(Point-based annotation data)
★ ★ ★ ★

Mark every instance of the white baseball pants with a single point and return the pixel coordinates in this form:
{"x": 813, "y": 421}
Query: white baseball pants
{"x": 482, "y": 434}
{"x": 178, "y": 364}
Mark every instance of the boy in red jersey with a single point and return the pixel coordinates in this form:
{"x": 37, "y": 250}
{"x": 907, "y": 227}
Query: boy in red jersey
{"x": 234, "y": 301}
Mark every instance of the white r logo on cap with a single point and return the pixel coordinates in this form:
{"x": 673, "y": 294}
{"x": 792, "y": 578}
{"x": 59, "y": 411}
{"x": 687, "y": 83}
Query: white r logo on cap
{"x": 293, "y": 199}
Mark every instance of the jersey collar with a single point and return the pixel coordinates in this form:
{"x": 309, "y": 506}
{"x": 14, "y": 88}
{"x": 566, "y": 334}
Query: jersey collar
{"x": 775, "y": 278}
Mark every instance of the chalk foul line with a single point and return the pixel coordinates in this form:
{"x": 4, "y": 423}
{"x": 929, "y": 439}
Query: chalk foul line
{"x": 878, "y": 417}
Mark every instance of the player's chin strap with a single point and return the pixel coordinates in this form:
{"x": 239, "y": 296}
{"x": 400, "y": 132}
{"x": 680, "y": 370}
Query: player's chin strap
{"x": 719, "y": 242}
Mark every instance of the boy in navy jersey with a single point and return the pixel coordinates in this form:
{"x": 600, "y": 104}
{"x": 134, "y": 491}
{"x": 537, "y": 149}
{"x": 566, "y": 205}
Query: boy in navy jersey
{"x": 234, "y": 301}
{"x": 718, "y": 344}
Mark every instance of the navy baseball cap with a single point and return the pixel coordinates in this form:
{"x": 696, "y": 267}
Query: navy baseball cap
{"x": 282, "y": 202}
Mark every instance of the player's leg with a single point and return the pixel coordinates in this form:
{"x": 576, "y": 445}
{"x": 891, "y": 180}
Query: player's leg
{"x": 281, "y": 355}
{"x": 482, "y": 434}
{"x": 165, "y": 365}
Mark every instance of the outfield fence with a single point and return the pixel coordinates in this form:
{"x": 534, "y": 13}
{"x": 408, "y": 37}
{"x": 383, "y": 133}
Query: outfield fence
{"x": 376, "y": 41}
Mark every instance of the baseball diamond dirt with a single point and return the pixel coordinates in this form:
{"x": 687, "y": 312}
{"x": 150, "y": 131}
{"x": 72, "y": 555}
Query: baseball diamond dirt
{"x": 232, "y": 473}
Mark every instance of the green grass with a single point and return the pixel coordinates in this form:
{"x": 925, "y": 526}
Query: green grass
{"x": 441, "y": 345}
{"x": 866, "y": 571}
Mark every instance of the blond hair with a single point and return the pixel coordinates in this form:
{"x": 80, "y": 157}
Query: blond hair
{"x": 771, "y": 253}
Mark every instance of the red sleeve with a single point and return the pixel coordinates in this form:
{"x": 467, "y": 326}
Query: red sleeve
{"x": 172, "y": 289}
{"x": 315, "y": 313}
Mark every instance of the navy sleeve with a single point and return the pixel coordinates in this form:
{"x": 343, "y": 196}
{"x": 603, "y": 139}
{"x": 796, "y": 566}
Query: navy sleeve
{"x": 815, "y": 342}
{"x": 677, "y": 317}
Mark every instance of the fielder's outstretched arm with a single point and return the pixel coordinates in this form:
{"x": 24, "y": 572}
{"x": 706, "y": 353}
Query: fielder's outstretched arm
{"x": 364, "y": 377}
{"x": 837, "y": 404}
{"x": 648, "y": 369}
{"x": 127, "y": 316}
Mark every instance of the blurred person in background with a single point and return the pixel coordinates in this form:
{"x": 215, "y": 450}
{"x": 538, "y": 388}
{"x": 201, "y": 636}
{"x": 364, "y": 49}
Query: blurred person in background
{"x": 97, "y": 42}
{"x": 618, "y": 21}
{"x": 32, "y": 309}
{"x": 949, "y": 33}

★ ★ ★ ★

• _WHAT YOU NEED TO DO_
Reproduce all of the data above verbatim, keeping every line unchanged.

• _TASK SOLUTION_
Mark every instance of the white baseball pants with a single point and return the pixel coordinates in this form:
{"x": 813, "y": 421}
Query: white baseball pants
{"x": 482, "y": 434}
{"x": 178, "y": 364}
Mark every instance of the boy in red jersey with a single point and return the pixel coordinates in this form:
{"x": 37, "y": 250}
{"x": 907, "y": 227}
Query: boy in red jersey
{"x": 234, "y": 301}
Mark every instance of the white r logo on cap with a single point and return the pixel coordinates in this form:
{"x": 673, "y": 294}
{"x": 792, "y": 578}
{"x": 59, "y": 411}
{"x": 687, "y": 83}
Query: white r logo on cap
{"x": 293, "y": 199}
Mark every instance of the jersey collar with a single point and return the pixel coordinates in this form:
{"x": 309, "y": 506}
{"x": 14, "y": 88}
{"x": 566, "y": 334}
Query: jersey collar
{"x": 775, "y": 278}
Mark every instance of the chalk foul line with a single point and return the pixel coordinates in this form:
{"x": 4, "y": 423}
{"x": 929, "y": 439}
Query: chalk foul line
{"x": 878, "y": 417}
Mark every instance of the player's chin strap with a single point and return the pixel coordinates in this form:
{"x": 239, "y": 296}
{"x": 400, "y": 132}
{"x": 680, "y": 370}
Query: player's chin strap
{"x": 719, "y": 242}
Mark every instance of the boy in navy jersey with a single point and return the pixel coordinates in this form:
{"x": 600, "y": 104}
{"x": 134, "y": 491}
{"x": 537, "y": 149}
{"x": 566, "y": 205}
Query: boy in navy jersey
{"x": 234, "y": 301}
{"x": 718, "y": 344}
Mark every instance of the navy baseball cap with a single point and return the pixel coordinates in this form:
{"x": 696, "y": 267}
Query: navy baseball cap
{"x": 282, "y": 202}
Mark every instance of the player's leg with a single point and return the pixel coordinates in this form:
{"x": 576, "y": 445}
{"x": 891, "y": 180}
Query: player's leg
{"x": 281, "y": 355}
{"x": 482, "y": 434}
{"x": 165, "y": 365}
Mark every instance of the outfield fence with a single point and return the pixel coordinates in this form:
{"x": 534, "y": 13}
{"x": 408, "y": 37}
{"x": 383, "y": 133}
Query: outfield fence
{"x": 376, "y": 41}
Mark every instance of the baseball diamond dirt with a single point and return the pixel coordinates in this form:
{"x": 687, "y": 312}
{"x": 150, "y": 131}
{"x": 72, "y": 555}
Query: baseball diamond dirt
{"x": 232, "y": 473}
Mark every instance of the green grass with a single point and return the pixel coordinates in this form:
{"x": 925, "y": 526}
Query: green grass
{"x": 441, "y": 345}
{"x": 866, "y": 571}
Mark every instance of the blond hair with a single point and return the pixel coordinates in this form:
{"x": 80, "y": 157}
Query: blond hair
{"x": 771, "y": 253}
Mark every instance of the red sleeve with a single point and return the pixel coordinates in this form:
{"x": 467, "y": 326}
Query: red sleeve
{"x": 172, "y": 289}
{"x": 315, "y": 313}
Mark every instance of the navy sleeve with a single point and return the pixel coordinates in this form:
{"x": 343, "y": 196}
{"x": 603, "y": 139}
{"x": 796, "y": 566}
Query: navy sleeve
{"x": 815, "y": 342}
{"x": 677, "y": 317}
Mark every instance of the fielder's outstretched arm with a single point and return the pixel coordinates in this form:
{"x": 24, "y": 572}
{"x": 706, "y": 353}
Query: fielder's outstretched arm
{"x": 364, "y": 377}
{"x": 837, "y": 404}
{"x": 648, "y": 369}
{"x": 127, "y": 316}
Mark every instance of the blurred person in background with a single point and return the pixel coordinates in this form:
{"x": 215, "y": 450}
{"x": 538, "y": 388}
{"x": 201, "y": 636}
{"x": 364, "y": 49}
Query: blurred person in background
{"x": 97, "y": 42}
{"x": 618, "y": 21}
{"x": 32, "y": 309}
{"x": 949, "y": 33}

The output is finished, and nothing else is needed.